TESTO ESTRATTO:
========================================================================

Virtual Showroom, ora si fa sul serio
Funziona il mix tra immersive tour e servizio. Durante l'emergenza Covid il modello era più simile a quello della televendita, ma ora bisogna riflettere veramente su cosa debba diventare la campagna vendita virtuale, senza però farsi prendere dall'effetto wow.
Durante l'emergenza Covid il modello era più simile a quello della televendita, ma ora bisogna riflettere veramente su cosa debba diventare la campagna vendita virtuale, senza però farsi prendere dall'effetto wow.
La più grande sperimentazione di massa della virtual showroom è partita a luglio con gli ordini della Cruise 21 e delle Spring-Summer 21. Quello che - a causa Covid - abbiamo praticato nella stagione precedente (AI20/21) era il vecchio modo di fare campagna vendita, gestito per necessità da remoto: in assenza di potersi incontrare fisicamente, buyer e venditori si sono collegati via Zoom o Teams, sfogliando davanti allo schermo cataloghi digitalizzati. In questi quattro mesi le aziende si sono organizzate e hanno iniziato a scoprire (grazie a super specialisti e consulenti come Venistar) la vera essenza delle showroom virtuali: la maggiore libertà di azione per tutti gli attori coinvolti, grazie anche alle tecnologie disponibili. Tra realtà immersiva, aumentata o virtuale, la cultura del buying, sempre più mediata da uno schermo, rischia quindi di cambiare radicalmente. Tutti contenti? Sui due fronti della barricata si pesano i pro (molti) e i contro (qualcuno). Tra i buyer comincia a serpeggiare la consapevolezza che d'ora in poi sarà impossibile vivere la vita adrenalinica di un tempo in giro per il mondo, ma il lavoro diventerà più preciso ed efficiente. Per le aziende ci sono i risparmi, certo. Il nuovo modo di progettare le campagne vendita non prevede neppure un campionario fisico (sostituito da uno in 3D) e si potrà lavorare con un diverso approccio alla supply chain, ridurre i costi e le emissioni prodotti dagli aerei, abitualmente utilizzati per andare nelle showroom. Per i visionari dell'innovazione la campagna vendita virtuale "farà sentire il buyer come se fosse veramente presente in un altro luogo con il sales manager". Ma c'è chi ricorda che tutta questa innovazione non deve trasformare le showroom in una sorta di videogiochi, perchè l'obiettivo è vendere, non raggiungere l'effetto wow. E a chi pensa che questa nuova organizzazione finisca per mettere in discussione la figura del sales manager la risposta arriva chiara: "Il toccare con mano i capi e il rapporto vis-à-vis tra cliente e venditore restano fondamentali - dicono in tanti -, ancora di più durante i periodi di emergenza e cambiamento".
Fashion Magazine intervista Antonio Canovese, CX Sales Manager di Venistar.
Ci dica la caratteristica più importante che deve avere una buona showroom digitale...
Semplice: che sia funzionale a portare a termine una vendita. Esattamente come accade con la showroom fisica. In questi giorni si parla moltissimo di 3D, avatar, intelligenza artificiale: tool che garantiscono l'effetto wow e che fanno assomigliare la campagna vendita a un videogioco, ma non bisogna dimenticare che l'obiettivo è che il buyer arrivi alla fine del gioco, ovvero a fare l'ordine. Quindi la tecnologia non deve mai essere fine a se stessa, altrimenti il rischio è creare dei contenitori bellissimi, ma inutili o comunque non in grado di generare valore.

========================================================================

APPLICA QUANTO LETTO:
1 – Secondo il testo estratto, quando è partita la più grande sperimentazione di massa della virtual showroom e con quali ordini?
2 – Riproduci per favore la parte del testo estratto che si apre con le parole contenenti "Semplice: che sia" e si chiude con "di generare valore.".

========================================================================

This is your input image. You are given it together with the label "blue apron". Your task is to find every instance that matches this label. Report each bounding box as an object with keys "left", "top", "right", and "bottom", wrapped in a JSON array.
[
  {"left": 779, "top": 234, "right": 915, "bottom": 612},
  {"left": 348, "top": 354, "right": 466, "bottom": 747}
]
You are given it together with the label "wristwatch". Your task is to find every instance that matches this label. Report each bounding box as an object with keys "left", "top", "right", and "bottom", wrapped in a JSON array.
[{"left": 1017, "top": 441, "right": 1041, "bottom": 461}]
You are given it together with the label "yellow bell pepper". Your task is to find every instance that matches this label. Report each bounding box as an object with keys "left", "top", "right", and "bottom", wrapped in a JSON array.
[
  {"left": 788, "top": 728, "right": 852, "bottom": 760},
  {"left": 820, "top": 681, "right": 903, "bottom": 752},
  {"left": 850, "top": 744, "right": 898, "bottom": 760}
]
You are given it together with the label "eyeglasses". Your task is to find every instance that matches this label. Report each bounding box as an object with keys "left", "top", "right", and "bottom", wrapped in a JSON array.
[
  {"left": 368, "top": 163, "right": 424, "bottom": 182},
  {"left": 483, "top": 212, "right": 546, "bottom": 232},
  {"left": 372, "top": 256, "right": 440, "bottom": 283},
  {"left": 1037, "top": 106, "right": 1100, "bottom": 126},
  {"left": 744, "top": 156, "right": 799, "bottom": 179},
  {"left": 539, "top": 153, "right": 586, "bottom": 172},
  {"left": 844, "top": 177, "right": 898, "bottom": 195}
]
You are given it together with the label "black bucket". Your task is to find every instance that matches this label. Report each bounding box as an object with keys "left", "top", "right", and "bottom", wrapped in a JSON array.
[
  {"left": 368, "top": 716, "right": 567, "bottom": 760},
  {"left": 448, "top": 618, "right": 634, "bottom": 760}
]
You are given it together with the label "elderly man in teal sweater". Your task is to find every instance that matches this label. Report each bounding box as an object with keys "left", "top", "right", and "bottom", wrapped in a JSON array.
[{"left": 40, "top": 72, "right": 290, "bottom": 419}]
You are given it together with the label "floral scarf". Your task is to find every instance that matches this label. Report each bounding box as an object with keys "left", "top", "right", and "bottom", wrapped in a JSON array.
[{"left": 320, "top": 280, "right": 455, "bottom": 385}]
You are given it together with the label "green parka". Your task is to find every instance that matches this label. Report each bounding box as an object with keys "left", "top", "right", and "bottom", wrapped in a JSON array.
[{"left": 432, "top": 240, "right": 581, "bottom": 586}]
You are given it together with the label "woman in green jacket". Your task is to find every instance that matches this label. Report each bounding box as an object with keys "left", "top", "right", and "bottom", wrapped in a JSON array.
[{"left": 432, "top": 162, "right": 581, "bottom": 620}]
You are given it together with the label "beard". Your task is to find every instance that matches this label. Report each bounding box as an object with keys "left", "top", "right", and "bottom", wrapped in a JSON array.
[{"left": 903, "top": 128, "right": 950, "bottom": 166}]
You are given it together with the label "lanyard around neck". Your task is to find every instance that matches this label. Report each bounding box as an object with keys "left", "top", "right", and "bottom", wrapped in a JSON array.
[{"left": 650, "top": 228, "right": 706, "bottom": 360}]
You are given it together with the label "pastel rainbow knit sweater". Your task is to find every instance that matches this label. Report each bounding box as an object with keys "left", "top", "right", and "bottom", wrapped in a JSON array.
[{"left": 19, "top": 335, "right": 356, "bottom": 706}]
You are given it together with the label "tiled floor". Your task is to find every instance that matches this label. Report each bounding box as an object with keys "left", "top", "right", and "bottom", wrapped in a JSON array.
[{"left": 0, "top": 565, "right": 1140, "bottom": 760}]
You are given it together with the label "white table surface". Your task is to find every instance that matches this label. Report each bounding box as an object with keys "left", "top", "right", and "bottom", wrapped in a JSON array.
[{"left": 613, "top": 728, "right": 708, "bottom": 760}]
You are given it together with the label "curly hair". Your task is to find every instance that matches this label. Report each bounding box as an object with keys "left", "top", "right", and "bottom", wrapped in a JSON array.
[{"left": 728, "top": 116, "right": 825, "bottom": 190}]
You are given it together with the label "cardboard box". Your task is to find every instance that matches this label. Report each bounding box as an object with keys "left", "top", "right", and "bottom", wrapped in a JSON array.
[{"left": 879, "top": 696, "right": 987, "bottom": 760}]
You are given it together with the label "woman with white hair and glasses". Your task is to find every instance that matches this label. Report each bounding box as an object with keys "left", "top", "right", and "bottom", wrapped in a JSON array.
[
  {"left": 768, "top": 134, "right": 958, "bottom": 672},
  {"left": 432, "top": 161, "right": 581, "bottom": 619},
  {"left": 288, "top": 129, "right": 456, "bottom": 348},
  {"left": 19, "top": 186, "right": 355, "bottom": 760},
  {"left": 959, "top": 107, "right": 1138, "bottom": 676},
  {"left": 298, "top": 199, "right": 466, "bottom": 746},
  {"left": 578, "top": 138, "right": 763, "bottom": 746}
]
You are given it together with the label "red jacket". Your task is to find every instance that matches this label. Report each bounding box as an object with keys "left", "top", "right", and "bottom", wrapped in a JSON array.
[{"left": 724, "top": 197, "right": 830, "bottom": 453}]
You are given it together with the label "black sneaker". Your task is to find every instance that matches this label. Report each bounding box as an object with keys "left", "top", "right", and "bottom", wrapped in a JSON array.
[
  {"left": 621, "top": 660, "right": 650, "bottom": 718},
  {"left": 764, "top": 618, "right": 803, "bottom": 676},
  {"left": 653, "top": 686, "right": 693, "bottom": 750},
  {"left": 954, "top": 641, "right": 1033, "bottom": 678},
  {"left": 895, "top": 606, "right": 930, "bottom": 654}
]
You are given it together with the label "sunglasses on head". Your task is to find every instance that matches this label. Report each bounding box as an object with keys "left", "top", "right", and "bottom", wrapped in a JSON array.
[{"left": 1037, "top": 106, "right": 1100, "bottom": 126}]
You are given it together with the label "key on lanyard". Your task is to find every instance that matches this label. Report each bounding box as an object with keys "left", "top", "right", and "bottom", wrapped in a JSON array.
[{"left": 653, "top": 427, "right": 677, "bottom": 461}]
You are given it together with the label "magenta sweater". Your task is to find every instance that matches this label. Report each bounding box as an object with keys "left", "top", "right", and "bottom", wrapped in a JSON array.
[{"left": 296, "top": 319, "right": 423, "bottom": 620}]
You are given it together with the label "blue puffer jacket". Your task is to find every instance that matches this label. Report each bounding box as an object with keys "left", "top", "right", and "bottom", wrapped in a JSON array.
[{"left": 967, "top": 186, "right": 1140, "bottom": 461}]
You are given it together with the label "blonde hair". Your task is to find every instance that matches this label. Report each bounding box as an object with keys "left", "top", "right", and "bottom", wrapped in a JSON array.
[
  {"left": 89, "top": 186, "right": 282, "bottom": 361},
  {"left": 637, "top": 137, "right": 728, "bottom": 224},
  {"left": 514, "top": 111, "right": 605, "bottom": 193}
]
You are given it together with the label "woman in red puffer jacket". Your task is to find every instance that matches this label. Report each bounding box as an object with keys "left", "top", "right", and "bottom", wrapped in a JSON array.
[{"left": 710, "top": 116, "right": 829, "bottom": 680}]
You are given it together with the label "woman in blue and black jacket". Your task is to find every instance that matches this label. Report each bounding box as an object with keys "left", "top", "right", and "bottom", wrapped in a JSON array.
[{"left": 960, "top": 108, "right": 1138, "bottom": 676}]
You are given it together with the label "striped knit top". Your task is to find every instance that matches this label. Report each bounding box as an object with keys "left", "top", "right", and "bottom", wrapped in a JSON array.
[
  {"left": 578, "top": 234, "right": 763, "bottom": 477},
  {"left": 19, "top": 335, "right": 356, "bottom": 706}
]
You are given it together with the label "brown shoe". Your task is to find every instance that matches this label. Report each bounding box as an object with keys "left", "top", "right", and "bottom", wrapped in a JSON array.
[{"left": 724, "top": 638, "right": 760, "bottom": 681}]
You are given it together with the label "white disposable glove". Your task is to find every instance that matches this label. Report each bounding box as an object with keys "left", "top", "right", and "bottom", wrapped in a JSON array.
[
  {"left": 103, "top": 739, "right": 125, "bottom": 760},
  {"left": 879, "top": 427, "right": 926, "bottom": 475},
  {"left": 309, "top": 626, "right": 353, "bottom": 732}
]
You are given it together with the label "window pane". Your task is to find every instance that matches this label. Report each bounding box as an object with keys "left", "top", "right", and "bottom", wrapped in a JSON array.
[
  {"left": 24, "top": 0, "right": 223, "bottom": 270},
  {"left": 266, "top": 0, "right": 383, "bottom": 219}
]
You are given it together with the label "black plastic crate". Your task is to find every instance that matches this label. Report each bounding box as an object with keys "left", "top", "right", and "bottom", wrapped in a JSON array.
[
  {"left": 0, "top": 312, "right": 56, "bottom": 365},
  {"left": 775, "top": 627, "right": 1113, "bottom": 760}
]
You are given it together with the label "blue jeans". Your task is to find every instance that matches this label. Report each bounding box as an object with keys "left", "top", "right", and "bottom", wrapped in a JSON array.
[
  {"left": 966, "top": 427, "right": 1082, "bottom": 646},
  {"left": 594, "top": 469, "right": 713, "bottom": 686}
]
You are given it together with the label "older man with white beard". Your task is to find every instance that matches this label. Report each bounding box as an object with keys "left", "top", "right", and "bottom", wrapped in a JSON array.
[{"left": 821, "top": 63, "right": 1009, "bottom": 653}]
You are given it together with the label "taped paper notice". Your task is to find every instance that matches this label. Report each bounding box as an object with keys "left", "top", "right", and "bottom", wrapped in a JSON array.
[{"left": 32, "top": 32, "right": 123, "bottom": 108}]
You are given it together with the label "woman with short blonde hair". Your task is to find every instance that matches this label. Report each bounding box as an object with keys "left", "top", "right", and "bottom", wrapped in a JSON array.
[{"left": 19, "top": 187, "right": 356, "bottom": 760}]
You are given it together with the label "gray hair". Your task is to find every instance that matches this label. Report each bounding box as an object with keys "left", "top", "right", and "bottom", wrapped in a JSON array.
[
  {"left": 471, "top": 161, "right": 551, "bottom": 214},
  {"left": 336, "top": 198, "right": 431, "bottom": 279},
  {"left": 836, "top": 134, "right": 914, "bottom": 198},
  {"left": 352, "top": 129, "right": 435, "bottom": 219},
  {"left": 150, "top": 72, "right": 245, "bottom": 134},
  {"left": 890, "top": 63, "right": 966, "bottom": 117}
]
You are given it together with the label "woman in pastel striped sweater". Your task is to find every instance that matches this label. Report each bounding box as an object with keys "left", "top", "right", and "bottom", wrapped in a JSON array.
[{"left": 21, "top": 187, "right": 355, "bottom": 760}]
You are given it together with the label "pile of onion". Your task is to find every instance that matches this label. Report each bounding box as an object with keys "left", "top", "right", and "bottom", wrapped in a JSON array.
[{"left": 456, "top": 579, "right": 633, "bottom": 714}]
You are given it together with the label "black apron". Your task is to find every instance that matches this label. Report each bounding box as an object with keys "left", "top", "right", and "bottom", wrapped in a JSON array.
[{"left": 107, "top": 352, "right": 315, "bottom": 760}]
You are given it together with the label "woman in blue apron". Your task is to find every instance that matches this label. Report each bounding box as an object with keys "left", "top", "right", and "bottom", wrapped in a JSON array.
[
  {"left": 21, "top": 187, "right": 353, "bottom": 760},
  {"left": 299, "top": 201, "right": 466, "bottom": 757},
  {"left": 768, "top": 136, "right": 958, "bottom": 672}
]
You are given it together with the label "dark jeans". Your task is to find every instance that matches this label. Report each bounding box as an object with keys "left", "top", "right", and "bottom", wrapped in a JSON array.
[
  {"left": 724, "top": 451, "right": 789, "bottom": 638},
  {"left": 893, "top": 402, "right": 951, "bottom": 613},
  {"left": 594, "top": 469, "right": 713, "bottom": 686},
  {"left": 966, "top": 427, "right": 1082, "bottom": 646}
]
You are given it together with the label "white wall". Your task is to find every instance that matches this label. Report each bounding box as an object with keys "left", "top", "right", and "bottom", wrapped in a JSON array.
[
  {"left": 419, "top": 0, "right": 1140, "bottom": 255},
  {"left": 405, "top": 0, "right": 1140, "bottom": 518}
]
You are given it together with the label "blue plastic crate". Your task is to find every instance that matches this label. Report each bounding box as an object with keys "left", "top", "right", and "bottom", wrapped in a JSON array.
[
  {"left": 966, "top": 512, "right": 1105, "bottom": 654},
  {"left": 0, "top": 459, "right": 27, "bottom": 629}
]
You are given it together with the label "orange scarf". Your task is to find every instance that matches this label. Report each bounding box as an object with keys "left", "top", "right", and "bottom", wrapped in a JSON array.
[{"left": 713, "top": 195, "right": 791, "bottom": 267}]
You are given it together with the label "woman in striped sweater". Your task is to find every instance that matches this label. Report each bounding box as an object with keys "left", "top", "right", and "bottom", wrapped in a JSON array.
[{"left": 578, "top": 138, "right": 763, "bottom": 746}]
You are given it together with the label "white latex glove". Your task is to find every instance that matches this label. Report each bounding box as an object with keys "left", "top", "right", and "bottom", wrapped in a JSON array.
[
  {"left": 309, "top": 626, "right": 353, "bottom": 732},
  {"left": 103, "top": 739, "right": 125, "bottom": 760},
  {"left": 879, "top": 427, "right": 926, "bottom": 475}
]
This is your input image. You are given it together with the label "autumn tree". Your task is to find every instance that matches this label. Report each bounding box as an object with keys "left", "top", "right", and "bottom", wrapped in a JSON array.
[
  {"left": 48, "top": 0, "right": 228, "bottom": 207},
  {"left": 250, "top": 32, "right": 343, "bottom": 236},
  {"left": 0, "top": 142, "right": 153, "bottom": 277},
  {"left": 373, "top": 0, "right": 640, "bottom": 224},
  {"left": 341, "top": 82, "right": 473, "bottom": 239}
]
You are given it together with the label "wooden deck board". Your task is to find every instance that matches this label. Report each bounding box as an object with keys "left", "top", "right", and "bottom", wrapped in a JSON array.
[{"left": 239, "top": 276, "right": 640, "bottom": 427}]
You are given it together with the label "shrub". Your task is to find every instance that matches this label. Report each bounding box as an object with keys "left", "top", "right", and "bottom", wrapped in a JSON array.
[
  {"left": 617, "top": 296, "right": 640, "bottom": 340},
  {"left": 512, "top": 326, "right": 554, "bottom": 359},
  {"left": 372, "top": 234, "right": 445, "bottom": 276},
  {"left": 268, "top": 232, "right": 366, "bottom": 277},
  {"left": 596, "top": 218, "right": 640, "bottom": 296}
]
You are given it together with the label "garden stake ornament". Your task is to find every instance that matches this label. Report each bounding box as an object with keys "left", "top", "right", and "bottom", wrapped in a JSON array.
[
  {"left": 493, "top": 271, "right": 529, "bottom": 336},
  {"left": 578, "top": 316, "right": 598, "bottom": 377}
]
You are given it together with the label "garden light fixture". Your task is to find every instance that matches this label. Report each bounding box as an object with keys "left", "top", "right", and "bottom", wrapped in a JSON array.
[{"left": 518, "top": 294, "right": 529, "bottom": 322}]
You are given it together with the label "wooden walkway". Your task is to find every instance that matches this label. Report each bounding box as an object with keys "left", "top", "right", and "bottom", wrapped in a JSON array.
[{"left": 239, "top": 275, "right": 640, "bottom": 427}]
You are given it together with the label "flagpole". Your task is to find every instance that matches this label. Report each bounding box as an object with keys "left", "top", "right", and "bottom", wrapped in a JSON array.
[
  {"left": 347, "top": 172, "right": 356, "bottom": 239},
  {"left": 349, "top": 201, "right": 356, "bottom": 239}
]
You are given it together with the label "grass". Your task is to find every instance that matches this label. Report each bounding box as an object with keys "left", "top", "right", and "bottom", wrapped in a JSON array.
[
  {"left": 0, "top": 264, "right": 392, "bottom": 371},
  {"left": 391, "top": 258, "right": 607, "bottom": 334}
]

========================================================================

RISPOSTE IN ORDINE:
1 – A luglio, con gli ordini della Cruise 21 e delle Spring-Summer 21.

2 –
Semplice: che sia funzionale a portare a termine una vendita. Esattamente come accade con la showroom fisica. In questi giorni si parla moltissimo di 3D, avatar, intelligenza artificiale: tool che garantiscono l'effetto wow e che fanno assomigliare la campagna vendita a un videogioco, ma non bisogna dimenticare che l'obiettivo è che il buyer arrivi alla fine del gioco, ovvero a fare l'ordine. Quindi la tecnologia non deve mai essere fine a se stessa, altrimenti il rischio è creare dei contenitori bellissimi, ma inutili o comunque non in grado di generare valore.